To do: Write out the entries, please, from the line containing "Find the white" through their final line, exactly and with nothing else.

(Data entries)
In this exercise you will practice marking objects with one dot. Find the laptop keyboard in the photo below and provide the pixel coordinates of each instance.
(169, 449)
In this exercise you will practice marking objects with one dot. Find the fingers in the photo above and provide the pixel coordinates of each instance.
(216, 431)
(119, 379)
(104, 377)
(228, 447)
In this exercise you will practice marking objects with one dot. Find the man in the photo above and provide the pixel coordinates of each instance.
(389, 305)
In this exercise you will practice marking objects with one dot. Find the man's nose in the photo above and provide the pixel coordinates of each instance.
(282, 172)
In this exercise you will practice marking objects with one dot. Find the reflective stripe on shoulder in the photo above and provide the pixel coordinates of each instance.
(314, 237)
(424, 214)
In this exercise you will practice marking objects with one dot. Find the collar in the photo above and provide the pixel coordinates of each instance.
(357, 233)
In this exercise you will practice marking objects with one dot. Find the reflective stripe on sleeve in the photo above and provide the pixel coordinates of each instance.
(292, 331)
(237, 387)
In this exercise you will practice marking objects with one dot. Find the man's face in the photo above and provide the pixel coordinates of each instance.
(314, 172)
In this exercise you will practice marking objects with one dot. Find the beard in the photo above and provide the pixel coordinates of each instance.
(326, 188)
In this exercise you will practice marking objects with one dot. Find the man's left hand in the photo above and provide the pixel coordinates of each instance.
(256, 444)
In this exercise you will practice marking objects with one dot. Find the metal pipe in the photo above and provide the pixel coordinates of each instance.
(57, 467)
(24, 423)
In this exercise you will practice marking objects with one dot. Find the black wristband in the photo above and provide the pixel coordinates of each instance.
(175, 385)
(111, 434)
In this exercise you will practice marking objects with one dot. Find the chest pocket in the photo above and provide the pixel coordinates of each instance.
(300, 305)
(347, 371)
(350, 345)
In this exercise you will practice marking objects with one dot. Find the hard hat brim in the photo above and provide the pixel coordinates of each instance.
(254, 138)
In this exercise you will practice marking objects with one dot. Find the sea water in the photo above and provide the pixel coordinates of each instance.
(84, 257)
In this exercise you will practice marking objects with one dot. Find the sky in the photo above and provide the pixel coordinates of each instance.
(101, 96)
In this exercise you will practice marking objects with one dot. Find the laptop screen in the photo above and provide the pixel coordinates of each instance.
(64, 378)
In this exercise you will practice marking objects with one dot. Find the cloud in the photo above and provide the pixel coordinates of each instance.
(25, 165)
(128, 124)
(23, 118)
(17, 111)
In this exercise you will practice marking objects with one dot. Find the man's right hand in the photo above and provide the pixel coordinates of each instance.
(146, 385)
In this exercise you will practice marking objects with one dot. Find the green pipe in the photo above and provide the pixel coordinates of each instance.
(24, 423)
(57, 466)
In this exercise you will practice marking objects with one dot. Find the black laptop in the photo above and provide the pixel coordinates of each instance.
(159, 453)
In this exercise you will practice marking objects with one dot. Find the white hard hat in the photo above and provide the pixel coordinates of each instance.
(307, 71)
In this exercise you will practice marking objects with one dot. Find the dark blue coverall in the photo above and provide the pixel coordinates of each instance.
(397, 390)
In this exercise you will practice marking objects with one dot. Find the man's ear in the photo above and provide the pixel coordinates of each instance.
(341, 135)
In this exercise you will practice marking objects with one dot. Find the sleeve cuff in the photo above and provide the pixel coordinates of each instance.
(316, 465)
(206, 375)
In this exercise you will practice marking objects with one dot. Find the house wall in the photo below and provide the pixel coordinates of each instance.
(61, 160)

Answer to this problem:
In this exercise you will practice marking objects with one dot. Find the white hard hat in the photo above and provide the pixel coordinates of each instance.
(307, 71)
In this exercise you will practice marking objects with one dot. Find the dark blue coverall in the photo above and provide the pixel coordinates of each instance.
(397, 390)
In this exercise you will practice marking objects with one dot. Find the man's ear in the photo above and provide the pixel coordinates of each instance.
(341, 135)
In this exercise you will practice marking objects with one dot. Find the sleeve cuff in the photo above and provide the pixel coordinates of each instance.
(316, 465)
(206, 375)
In this exercise you will practice marking objects with one dot. Find the house wall in the photo below and provide the pixel coordinates of each instance.
(61, 160)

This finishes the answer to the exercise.